PROVIDED TEXT:
Consider the problem you are working on. Try to break it down a bit. You know what the overall task is (to compute a series approximation to e), but try to break it into smaller more obtainable tasks.
• 06-30-2003
laasunde
If I was to make suggestion maybe you should consider making a function to calculate 1!, 2!, 3!, 4! etc.
• 07-06-2003
Eric08
I think I have the answer but it maybe wrong, your mathematical constant had to be e=1+1/1+!2/1+!3/1+!4 thats what I came up with, since I continued getting errors when I attempted your problem without the correction. I would post the code, but please show effort.

Another thing my formula is correct, you would get errors division by 0 since 1!+2, therefore you would use my formula e=1+1/1+!2... This is all the help I'm going to give. The rest should be explanitory.
• 07-06-2003
confuted
No, his original formula was correct.

e=1+ 1/(1!)+1/(2!)+1/(3!)+1/(4!)+ ... +1/(infinity!)

For both the loop in your program that calculates e, and the loop in your factorial function, I would suggest you look into something called a "for loop" (Sorry if you already knew that... you seem lost)
• 07-06-2003
Diceman
Here is guys I finally got it.

(Records from an annotation dataset)
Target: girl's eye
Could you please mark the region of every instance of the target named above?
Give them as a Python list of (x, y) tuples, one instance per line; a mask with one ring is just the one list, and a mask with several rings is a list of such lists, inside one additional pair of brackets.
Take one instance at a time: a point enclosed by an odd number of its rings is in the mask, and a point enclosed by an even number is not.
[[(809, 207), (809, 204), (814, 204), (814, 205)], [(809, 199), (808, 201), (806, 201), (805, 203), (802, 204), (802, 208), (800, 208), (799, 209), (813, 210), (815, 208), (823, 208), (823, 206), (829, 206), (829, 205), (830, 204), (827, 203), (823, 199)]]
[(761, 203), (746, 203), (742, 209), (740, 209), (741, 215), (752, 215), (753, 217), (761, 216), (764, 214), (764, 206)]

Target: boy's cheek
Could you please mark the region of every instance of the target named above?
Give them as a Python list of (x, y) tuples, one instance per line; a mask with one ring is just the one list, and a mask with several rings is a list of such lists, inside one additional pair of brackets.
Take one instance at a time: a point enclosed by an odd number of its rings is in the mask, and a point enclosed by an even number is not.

YOUR GOAL: Rewrite the paragraph in the forum thread on approximating e that begins "Consider the problem you are working on" as a shorter version that keeps its main facts.

PROBLEM SOLUTION: Think about the problem: the overall task is computing a series approximation to e, so split it into smaller, more achievable tasks.